Task goal :: Put every line of the entries below into a numbered list, leaving out any blank lines.

Provided material ::

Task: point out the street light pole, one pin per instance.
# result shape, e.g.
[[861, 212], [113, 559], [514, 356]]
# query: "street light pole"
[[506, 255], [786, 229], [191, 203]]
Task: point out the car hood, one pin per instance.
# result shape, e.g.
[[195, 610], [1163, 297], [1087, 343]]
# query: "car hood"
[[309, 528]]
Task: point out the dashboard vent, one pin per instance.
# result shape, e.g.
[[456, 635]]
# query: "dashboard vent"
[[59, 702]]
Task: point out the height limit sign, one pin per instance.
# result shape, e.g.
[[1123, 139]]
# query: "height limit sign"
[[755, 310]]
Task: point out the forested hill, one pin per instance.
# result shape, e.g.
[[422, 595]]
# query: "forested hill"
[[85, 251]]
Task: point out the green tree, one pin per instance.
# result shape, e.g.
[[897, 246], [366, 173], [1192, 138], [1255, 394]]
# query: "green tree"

Finished task ::
1. Task: point out the street light pole, one pin per instance.
2. # result shape, e.g.
3. [[861, 212], [113, 559], [514, 356]]
4. # query: "street light pole"
5. [[506, 255], [786, 229], [191, 203]]
6. Task: point out the car hood, one pin per instance.
7. # result shape, e.g.
8. [[195, 610], [1163, 297], [1087, 343]]
9. # query: "car hood"
10. [[309, 528]]
11. Task: point out the dashboard vent, one pin per instance.
12. # result shape, e.g.
13. [[456, 635]]
14. # query: "dashboard vent"
15. [[59, 702]]
16. Task: point out the height limit sign, one pin per instance.
17. # result shape, e.g.
18. [[1123, 139]]
19. # query: "height limit sign"
20. [[755, 310]]
21. Task: point out the forested hill, one pin per instance.
22. # result shape, e.g.
23. [[422, 595]]
24. # query: "forested hill"
25. [[85, 251]]
26. Task: point out the green tree, one pin per instance.
27. # result shape, e.g.
28. [[897, 246], [366, 173], [1192, 138], [1255, 394]]
29. # query: "green tree"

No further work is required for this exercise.